### TEXTO PROPORCIONADO

Con seguridad, el conocimiento que tuvo de La Puerta, este destacado ensayista, lo percibió directamente, en su fase de estudiante universitario, en 1916, cuando tuvo que recorrer en caballo o en bestia, el único camino de Valera a Mérida, que es justamente el que describió en su novela, pero además, él mismo perteneció a ese tiempo histórico andino.

Al escrutar que había pocas casas, nos ilustra aquel ambiente criollo, narrando que se apearon en la más grande y bonita, los atendió su dueño Don Natividad Sulbarán, personaje a quien describió, que, «lucía su ruana azul y su ancho sombrero pelo de guama»; éste, Sulbarán, además de hacendado, era primera autoridad del Municipio y los invitó a desayunar, «sobre sencillos manteles, con un reconfortante desayuno, en el cual les fueron servidos los típicos platos de la tierra fría» (Ídem). Don Natividad existió y dejó una extensa descendencia; la finca también existe. Briceño Iragorry, perfiló así la amabilidad de la gente, y el gusto de ver y tener la visita de esporádicos visitantes, de seres de otros lugares, así fuesen de Mérida y del mismo Trujillo.

Al recordar su viaje, «continuaron entre sembradíos de trigo y maíz, el camino del estrecho y delicioso valle de La Puerta», hizo referencia al poblado urbano, «La pequeña población se ha mantenido pese a su antigua data en escaso desarrollo» (Ídem); por supuesto, no se refiere al despojo de tierras de 1891, que  hicieron a los indígenas, la demolición de sus viviendas y su desalojo, el desmantelamiento estructural de la Comunidad Indígena Bomboy y de sus valores intangibles, quedando este sitio, en poder de hacendados y gamonales.

######
### ENTRADAS

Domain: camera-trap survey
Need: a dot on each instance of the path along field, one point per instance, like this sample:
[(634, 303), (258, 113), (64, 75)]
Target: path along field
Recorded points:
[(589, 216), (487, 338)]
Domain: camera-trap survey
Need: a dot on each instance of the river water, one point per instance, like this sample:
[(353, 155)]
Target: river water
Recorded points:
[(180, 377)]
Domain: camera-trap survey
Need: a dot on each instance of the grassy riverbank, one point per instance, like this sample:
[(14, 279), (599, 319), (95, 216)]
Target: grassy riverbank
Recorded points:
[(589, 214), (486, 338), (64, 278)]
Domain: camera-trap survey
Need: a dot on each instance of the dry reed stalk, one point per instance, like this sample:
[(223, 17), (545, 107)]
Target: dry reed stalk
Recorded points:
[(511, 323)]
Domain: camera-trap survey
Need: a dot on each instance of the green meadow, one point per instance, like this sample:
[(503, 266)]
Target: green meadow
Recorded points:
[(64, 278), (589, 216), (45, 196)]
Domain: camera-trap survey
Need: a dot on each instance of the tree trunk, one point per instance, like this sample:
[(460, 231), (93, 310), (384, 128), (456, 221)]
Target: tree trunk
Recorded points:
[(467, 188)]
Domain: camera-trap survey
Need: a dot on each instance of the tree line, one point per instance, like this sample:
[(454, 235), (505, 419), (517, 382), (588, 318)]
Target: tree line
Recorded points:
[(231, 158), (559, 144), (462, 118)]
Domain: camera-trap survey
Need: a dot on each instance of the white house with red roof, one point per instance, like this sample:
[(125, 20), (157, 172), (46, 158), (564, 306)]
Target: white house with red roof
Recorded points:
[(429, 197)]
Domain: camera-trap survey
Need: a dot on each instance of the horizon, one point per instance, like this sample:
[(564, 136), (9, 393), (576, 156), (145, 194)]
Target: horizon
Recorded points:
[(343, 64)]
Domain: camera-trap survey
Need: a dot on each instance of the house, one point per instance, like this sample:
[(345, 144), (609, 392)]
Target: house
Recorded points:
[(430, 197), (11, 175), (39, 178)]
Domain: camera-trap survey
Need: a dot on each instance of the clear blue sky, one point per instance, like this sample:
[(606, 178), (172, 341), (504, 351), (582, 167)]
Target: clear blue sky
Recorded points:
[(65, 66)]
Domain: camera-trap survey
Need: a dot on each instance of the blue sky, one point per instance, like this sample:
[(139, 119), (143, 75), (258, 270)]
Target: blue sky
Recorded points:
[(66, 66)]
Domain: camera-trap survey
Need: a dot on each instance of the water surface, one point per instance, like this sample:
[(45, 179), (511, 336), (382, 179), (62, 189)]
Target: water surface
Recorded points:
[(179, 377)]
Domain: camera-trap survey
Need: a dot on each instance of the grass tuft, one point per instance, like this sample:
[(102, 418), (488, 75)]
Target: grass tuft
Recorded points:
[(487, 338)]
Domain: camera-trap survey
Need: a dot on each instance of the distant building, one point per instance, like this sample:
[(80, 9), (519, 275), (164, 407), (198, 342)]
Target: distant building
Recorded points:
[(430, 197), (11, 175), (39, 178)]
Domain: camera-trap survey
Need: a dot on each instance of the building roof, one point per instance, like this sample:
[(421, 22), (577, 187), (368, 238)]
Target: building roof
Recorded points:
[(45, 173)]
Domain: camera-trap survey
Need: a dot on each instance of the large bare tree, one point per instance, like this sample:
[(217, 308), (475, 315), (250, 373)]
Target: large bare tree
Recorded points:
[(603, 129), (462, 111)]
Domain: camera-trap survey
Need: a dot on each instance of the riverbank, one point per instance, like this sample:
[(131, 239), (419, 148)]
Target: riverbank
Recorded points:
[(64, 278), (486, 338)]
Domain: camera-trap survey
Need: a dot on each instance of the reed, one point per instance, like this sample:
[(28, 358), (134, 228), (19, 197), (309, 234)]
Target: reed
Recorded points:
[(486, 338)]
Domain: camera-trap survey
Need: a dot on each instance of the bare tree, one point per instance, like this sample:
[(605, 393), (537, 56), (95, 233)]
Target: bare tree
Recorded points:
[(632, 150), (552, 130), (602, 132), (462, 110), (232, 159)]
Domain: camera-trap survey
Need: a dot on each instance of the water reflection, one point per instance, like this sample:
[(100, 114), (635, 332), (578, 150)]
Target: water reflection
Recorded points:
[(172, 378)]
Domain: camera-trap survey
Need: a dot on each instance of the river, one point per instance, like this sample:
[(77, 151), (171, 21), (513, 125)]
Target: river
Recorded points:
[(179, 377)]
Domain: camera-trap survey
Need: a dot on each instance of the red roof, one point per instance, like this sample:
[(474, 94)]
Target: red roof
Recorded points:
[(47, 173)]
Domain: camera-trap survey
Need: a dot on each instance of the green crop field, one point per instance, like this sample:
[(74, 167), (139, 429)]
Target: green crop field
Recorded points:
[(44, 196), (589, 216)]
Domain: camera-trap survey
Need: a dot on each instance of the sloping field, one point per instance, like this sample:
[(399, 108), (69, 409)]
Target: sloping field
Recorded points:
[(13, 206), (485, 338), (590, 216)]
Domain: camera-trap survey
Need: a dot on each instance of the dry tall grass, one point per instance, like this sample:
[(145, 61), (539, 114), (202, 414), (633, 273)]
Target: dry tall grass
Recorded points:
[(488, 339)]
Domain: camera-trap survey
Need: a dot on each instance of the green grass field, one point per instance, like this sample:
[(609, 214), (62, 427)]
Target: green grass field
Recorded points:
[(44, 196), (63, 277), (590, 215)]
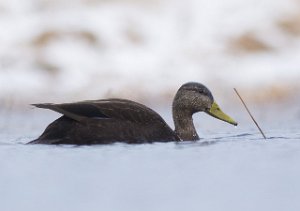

######

== TAREAS PROPUESTAS ==
[1] Resume en menos palabras el párrafo del texto sobre La Puerta que empieza con «Al escrutar que había pocas casas», sin perder sus datos principales.
[2] Contesta estas preguntas con datos del texto sobre La Puerta:
(a) ¿En qué año recorrió el ensayista el camino de Valera a Mérida?
(b) Además de hacendado, ¿qué cargo tenía Don Natividad Sulbarán?
(c) ¿En qué año ocurrió el despojo de tierras a los indígenas?
[3] Prolonga el texto sobre La Puerta a partir de su última oración.

== RESPUESTAS ESPERADAS ==
[1] Al ver pocas casas, los viajeros se apearon en la más grande y bonita, donde los recibió su dueño, Don Natividad Sulbarán, con ruana azul y sombrero pelo de guama. Hacendado y primera autoridad del Municipio, los invitó a un desayuno con los platos típicos de la tierra fría. Don Natividad existió y dejó una extensa descendencia, y la finca también existe. Así retrató Briceño Iragorry la amabilidad de la gente y su gusto por recibir visitantes de otros lugares, aunque fuesen de Mérida o de Trujillo.

[2]
(a) En 1916.
(b) Era primera autoridad del Municipio.
(c) En 1891.

[3]
Describe don Mario, como si de un video de turismo se tratara, lo siguiente: «Las casas son sencillas, las aceras están a medio hacer, la iglesia es pobre, la plaza es solo un solar abierto, sembrado de menuda hierba» (Ídem); en efecto, lo que se conocía como plaza real, luego plaza principal y finalmente Bolívar, era eso, un gran cuadrado de tierra con alguna hierba menuda, y era totalmente inclinada, con una acequia en uno de sus costados.

Su percepción sobre la gente es la siguiente: «Sus vecinos son buena gente agricultora, que vive de la molienda del trigo, de la fabricación del queso y de la saca de panela»; verdaderamente, eran inmensos trigales, que arrimaban al molino de la Calle 3, de los hermanos Burelli García o el Molino Mimbón de los Briceño; también, lucían extensos cañaverales e ingenios, varios trapiches que destacaban en las diferentes haciendas, como la de Isaías Ramírez, Hilarión Gutiérrez, Ciriaco Labastida y la de Raimundo Rivero, con alambiques que sacaban productos y bebidas alcohólicas; existía mucha cría de ganado vacuno y ovino para la elaboración de quesos, cuajadas, sueros y otros  alimentos, particularmente en las ciénagas y riveras del río Bomboy, y en las tierras reservadas para el desarrollo urbano del municipio, que fueron también despojadas; era una auténtica comarca rural.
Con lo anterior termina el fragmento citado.